**Try it**
Read the data, and whenever a line holds the word "single", report that line.

Collected data:
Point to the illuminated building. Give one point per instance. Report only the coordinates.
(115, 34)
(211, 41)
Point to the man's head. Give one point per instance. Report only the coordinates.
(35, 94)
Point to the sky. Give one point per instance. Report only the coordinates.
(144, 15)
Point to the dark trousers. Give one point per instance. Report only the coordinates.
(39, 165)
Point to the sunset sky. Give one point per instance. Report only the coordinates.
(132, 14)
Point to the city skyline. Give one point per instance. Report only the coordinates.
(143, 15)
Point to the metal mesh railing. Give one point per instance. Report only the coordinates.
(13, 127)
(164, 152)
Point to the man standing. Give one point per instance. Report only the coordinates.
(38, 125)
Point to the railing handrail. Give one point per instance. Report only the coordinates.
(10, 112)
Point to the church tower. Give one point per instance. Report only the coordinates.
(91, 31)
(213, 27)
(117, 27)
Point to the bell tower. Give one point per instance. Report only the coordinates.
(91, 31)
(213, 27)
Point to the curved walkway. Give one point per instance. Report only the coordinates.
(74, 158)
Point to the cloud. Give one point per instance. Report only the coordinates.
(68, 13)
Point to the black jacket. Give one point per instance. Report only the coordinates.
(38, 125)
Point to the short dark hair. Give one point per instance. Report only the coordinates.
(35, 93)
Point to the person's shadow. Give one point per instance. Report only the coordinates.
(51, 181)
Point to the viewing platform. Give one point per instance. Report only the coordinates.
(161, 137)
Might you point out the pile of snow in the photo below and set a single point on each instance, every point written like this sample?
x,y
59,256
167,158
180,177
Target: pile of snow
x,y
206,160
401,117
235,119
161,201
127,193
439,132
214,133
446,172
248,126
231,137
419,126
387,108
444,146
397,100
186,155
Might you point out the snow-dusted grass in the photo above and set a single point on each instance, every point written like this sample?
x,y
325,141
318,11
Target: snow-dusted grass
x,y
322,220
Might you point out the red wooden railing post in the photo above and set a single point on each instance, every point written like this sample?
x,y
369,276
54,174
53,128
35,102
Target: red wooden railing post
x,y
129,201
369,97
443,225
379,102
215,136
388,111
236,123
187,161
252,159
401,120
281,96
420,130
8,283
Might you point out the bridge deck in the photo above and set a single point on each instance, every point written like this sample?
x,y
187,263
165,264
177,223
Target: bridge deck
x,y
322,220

**Exercise result**
Might you point out the pile of snow in the photo below and set a single point on each instance, every point written like this sample?
Might you point out the snow-dusted grass in the photo above and set a single point on each instance, every point written like this sample?
Might you point out the red wooden railing post in the photo above and set a single point on each instance, every point written like this sample?
Might you point out the bridge deck in the photo above and set a single point on each instance, every point written like this sample?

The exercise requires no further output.